EXERCISE INSTRUCTIONS> With the line containing "Drop one marker on each instance of the cat's eye" as the first line and the last line of the records as the final one, reproduce that range exactly.

DATA EXTRACT>
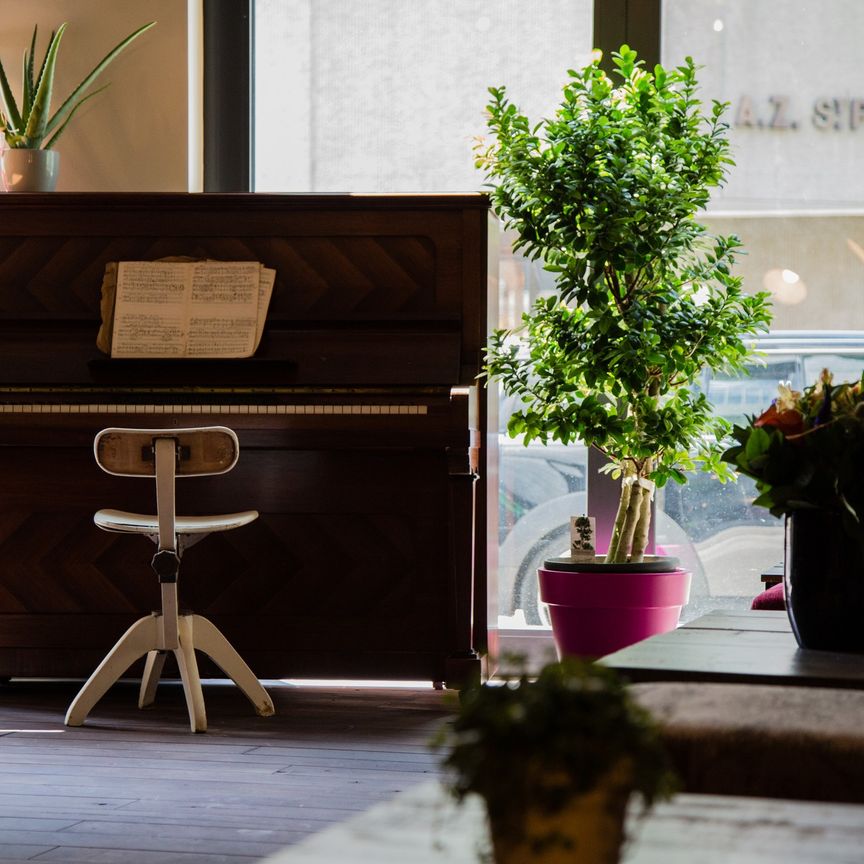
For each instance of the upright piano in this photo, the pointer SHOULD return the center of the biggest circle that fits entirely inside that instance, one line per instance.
(358, 419)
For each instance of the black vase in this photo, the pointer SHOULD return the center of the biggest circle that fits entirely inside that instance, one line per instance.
(824, 582)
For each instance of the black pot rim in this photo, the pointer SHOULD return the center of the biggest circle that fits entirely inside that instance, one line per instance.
(651, 564)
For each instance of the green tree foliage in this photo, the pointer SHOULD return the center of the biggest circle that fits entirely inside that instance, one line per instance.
(605, 195)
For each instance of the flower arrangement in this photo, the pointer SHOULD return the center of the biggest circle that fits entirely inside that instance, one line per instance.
(806, 451)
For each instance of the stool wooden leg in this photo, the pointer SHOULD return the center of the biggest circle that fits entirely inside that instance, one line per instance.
(141, 637)
(185, 655)
(210, 639)
(150, 679)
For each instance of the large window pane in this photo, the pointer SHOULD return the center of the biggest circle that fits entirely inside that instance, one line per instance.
(387, 95)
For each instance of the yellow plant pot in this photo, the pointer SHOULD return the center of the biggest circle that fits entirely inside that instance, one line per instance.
(588, 829)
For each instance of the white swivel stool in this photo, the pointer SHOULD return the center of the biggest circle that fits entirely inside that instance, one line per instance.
(166, 454)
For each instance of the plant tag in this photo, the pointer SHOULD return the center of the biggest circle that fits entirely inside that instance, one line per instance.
(582, 534)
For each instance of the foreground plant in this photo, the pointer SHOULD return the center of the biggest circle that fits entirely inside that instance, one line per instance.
(27, 125)
(554, 756)
(605, 194)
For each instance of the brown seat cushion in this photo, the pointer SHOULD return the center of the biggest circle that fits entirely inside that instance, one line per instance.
(748, 739)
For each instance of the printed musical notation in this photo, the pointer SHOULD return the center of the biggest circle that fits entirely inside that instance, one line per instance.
(188, 308)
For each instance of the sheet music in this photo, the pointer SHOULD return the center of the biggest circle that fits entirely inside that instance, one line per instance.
(190, 309)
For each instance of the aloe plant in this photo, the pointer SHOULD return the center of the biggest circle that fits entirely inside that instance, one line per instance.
(32, 126)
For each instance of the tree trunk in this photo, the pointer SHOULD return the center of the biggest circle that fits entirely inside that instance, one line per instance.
(620, 519)
(640, 535)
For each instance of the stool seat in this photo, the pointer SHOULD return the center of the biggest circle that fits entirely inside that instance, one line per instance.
(140, 523)
(165, 455)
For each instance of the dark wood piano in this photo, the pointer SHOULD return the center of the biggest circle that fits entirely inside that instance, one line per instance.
(358, 419)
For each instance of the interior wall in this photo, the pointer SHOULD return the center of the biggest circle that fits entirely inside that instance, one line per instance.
(133, 136)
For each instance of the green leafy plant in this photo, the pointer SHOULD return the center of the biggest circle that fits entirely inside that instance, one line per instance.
(605, 194)
(806, 451)
(30, 124)
(535, 743)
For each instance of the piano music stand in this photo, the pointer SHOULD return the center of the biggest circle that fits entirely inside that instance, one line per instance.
(166, 454)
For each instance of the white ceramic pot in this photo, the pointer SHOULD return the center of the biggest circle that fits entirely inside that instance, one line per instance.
(30, 170)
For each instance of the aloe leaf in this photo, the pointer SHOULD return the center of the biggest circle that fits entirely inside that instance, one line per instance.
(49, 144)
(27, 76)
(37, 119)
(9, 101)
(69, 105)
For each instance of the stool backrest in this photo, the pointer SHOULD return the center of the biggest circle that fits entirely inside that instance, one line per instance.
(200, 451)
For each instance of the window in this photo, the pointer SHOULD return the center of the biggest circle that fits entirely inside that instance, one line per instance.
(387, 95)
(796, 200)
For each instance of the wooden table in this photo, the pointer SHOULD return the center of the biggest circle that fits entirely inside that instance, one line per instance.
(423, 826)
(746, 647)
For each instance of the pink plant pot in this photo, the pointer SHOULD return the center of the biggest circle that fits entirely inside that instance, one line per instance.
(596, 613)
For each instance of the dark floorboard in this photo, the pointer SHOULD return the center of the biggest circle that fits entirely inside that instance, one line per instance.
(136, 787)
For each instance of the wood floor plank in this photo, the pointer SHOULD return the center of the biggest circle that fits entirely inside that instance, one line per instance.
(136, 787)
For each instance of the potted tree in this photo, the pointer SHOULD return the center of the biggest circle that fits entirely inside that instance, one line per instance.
(30, 164)
(605, 194)
(556, 760)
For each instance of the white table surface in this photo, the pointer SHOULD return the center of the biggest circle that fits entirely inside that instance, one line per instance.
(423, 826)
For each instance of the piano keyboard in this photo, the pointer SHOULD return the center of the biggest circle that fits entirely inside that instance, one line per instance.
(72, 408)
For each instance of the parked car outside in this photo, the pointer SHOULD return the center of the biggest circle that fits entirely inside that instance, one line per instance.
(711, 527)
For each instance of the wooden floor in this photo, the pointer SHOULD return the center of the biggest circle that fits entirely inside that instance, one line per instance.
(136, 787)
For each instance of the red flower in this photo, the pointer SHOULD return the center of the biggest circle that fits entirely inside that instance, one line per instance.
(789, 422)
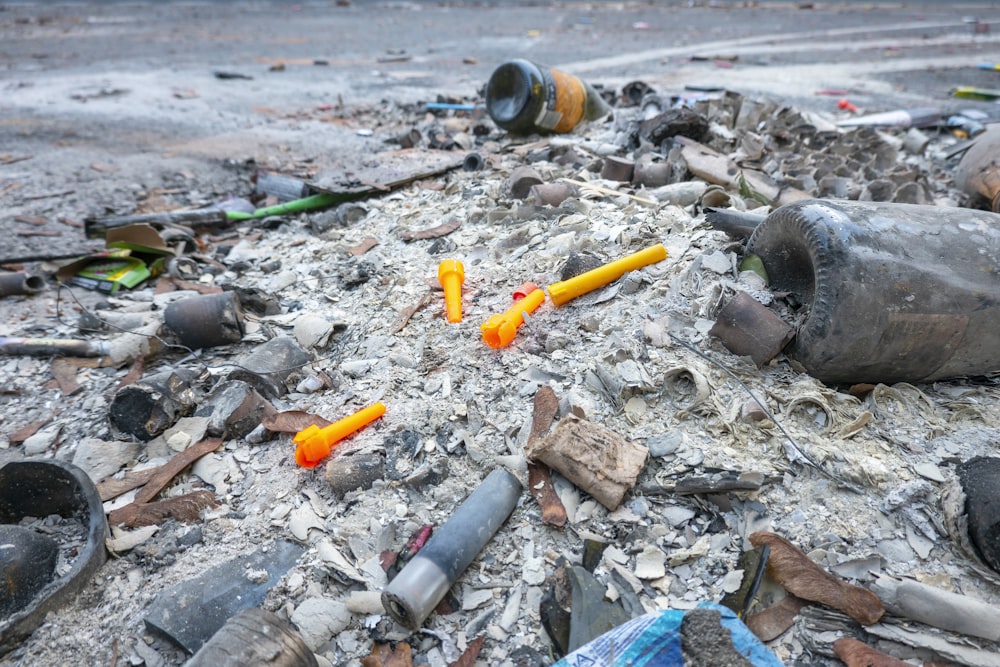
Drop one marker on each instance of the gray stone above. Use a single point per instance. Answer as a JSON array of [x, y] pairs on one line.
[[319, 619], [101, 458]]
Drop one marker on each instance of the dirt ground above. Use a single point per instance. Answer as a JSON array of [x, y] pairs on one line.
[[129, 108]]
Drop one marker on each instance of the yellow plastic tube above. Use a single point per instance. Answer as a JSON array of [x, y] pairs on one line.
[[499, 330], [451, 275], [567, 290], [315, 443]]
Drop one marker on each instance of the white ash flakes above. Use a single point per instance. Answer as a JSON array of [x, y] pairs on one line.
[[608, 356]]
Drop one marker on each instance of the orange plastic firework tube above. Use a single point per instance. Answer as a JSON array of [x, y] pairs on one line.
[[451, 275], [499, 330], [567, 290], [314, 443]]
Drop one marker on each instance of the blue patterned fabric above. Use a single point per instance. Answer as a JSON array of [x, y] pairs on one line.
[[654, 640]]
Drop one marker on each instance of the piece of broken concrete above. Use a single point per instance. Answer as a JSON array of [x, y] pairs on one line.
[[595, 458]]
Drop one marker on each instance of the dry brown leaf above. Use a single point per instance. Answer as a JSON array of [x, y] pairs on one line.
[[772, 622], [166, 473], [366, 244], [292, 421], [112, 488], [384, 655], [468, 657], [407, 313], [854, 653], [546, 407], [185, 508], [799, 575]]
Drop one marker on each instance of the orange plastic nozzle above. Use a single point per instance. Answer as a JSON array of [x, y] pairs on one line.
[[524, 290], [314, 443], [567, 290], [499, 330], [451, 275]]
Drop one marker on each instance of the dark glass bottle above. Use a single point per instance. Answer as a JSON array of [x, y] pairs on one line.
[[525, 98], [978, 174], [891, 292]]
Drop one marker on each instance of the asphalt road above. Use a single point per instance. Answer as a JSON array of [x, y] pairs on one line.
[[101, 101]]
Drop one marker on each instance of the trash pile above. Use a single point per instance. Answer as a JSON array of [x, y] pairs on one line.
[[701, 381]]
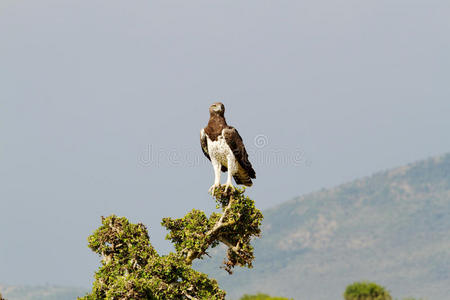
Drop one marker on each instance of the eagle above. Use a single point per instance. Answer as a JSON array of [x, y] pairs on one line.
[[224, 147]]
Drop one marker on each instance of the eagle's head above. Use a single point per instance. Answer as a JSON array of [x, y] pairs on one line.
[[217, 109]]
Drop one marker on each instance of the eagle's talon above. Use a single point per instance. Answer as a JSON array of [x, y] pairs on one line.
[[229, 186]]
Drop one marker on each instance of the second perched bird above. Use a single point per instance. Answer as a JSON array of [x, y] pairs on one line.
[[224, 147]]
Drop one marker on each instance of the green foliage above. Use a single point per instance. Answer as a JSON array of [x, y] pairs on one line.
[[366, 291], [260, 296], [132, 269]]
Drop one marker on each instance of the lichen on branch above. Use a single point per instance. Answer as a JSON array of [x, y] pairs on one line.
[[239, 221], [132, 269]]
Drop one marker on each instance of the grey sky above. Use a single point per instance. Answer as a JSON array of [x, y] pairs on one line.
[[333, 90]]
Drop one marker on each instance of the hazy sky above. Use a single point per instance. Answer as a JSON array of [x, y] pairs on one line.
[[101, 104]]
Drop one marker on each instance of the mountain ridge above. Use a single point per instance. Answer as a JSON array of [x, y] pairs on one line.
[[391, 227]]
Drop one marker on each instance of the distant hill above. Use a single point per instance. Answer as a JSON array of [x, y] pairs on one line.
[[392, 228], [41, 292]]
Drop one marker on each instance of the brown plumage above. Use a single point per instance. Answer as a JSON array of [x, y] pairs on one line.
[[224, 147]]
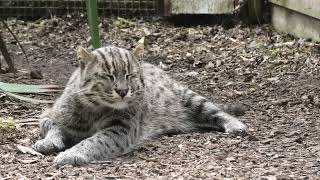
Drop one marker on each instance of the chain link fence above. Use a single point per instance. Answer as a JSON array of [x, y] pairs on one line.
[[47, 8]]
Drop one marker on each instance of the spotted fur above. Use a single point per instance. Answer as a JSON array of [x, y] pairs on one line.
[[113, 102]]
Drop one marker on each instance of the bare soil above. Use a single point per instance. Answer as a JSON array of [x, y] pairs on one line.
[[274, 75]]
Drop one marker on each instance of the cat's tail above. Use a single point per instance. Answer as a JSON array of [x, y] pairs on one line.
[[234, 109]]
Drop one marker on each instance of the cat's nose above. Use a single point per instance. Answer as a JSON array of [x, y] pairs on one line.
[[122, 92]]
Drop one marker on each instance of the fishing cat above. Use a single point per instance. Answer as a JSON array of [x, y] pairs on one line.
[[113, 102]]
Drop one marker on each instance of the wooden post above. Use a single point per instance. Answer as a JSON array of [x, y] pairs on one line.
[[254, 9], [6, 55]]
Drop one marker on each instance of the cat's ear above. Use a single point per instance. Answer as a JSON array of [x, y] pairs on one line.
[[139, 50], [84, 56]]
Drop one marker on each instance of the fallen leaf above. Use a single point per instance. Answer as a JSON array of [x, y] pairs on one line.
[[25, 149]]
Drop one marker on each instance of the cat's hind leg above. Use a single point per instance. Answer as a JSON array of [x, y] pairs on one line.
[[53, 137]]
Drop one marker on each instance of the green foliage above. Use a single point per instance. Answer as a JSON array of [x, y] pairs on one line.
[[93, 22], [7, 123]]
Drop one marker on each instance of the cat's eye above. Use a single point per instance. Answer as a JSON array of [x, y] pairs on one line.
[[111, 77], [130, 75]]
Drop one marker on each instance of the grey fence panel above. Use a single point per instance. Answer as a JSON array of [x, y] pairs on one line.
[[45, 8]]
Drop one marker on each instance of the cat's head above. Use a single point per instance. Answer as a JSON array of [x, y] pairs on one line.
[[110, 77]]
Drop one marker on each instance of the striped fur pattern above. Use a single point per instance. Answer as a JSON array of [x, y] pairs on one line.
[[113, 102]]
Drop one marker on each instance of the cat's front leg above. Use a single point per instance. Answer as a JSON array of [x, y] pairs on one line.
[[105, 144], [53, 137]]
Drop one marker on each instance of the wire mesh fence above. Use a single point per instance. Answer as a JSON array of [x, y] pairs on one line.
[[45, 8]]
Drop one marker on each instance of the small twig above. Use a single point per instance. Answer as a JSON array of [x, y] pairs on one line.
[[101, 162]]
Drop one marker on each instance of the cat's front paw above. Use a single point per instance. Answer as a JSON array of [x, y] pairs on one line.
[[70, 158], [47, 146], [236, 128]]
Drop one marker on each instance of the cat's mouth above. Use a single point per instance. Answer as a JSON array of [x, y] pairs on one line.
[[119, 105]]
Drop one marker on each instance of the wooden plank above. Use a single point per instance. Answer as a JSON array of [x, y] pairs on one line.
[[304, 26], [308, 7], [201, 6]]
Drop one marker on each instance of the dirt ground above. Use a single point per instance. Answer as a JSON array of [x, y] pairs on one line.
[[275, 76]]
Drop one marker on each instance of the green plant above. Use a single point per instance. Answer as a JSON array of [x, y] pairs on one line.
[[7, 123], [93, 22]]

TASK SOLUTION>
Drop one marker on each instance of the cat's eye above. Use a single point per instance. Answer as a JSON array of [x, y] pairs on one line.
[[111, 77], [130, 75]]
Drop one marker on each instance of the grey fence panel above. Use a single point per instance. Answer as a JSON array of [x, y] pairs on one line.
[[45, 8]]
Drop one marker on each instance of the cat's head above. Use a single point per instance. Answer as a JSON array of [x, y] pairs on one line.
[[110, 77]]
Drop one marker on each instance of the striped fur pattern above. Use a single point per instance. Answer as a JSON array of [x, y] pairs on one line.
[[113, 102]]
Drop one marker on each instance of the cat's front leg above. Use a single point per instance. Answer as a JSON array of [x, y] pairs on one line.
[[105, 144], [53, 137]]
Drop one marker on each instance of the wire mesh fence above. Use a single point per instance. Answer as a JSON array of [x, y] pairs on one line.
[[45, 8]]
Drop one marker on each instance of the small twig above. Use a single point per instance. Answer as a JSON array of [x, y] pairs on one line.
[[101, 162]]
Drop one marker on each instance of the cat's front paw above. Use a single point per instance. Answer as a JSON array of [x, y] pairs on one line.
[[70, 158], [47, 146], [236, 128]]
Drop one marker on each instance of the cat's mouth above. Use a single point per instance. Answer as a JSON array of [x, y] pairs on one line.
[[119, 105]]
Drop one marker on each instance of the wooden plank above. Use a single point per instance. Answer as a JSON array of [x, y] pairs on one line.
[[304, 26], [308, 7], [201, 6]]
Drop one marker on each instance of the dirt ground above. Use a single point per instance. Answer as a JSON array of [x, y] pairs on one line.
[[275, 76]]
Drop one marker on each instance of the green plant above. Use a single point per instance. Answer as a JSON array of [x, y] pairs on one line.
[[7, 123], [93, 22]]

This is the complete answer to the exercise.